- **SHORT EXERCISE**:
Answer from the notes on Theano scan gradient speed below:
1. What is the name of the experiment that benchmarks matrix multiplications on GPU?
2. By up to how many times could the concatenation trick speed things up?
3. How much more speedup could reducing scan overhead give?

- **DOCUMENT EXTRACT**:
I tried to investigate why and under which circumstances computing the gradient of scan takes so much longer than doing scan itself. Three experiments were conducted:
- optimizing gradient computation for a simple RNN, see 'rnn_opt'
- optimizing gradient computation for a gaten RNN, see 'gatedrnn_opt'
- benchmarking matrix multiplications on GPU, see 'dotspeed'
The following version of theano was used:
- Theano: 239b6d8001e290f6c65b6f516a75e6bb1594fb02
-
We need a new optimization for scan. It should detect the following pattern. Let W be an output of the scan, which is not used in the scan as input. Let A[i] and B[i] be some intermediate matrices of the internal scan graph which are used to compute W as follows:
for i in range(0, n): W += A[i].dot(B[i])
where for
means iterations of the scan. We should replace it with
C = concatenate(A[0], A[1], ..., A[n - 1], axis=1)
D = concatenate(B[0], B[1], ..., B[n - 1])
W = C.dot(D)
that is we new outputs C and D, which are then used to compute W. I could speed up things up to 2 times with this trick.
-
Somebody should find out why under certaun circumstances an explicit output of forward pass is recomputed during the backward pass (see function
grad3
ingatedrnn_opt/gatedrnn_opt.py
) -
Reducing scan overhead could give us some more 15% speedup, but not more.
-
As a general rule instead of:
x2 = x1.dot(U) x3 = x1.dot(V)
it's better to write:
x = x1.dot([U; V])
x2 = x[...]
x3 = x[...]
though I did not measure how much it would speed up the gated RNN
(but I tried in in dotspeed
and got some speedup).

- **DATASET SECTION**:
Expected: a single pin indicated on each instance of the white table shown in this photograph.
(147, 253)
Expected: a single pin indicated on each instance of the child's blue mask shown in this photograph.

- **ANSWER TO THE PROBLEM**:
1. 'dotspeed'
2. Up to 2 times.
3. About 15% more, but not more than that.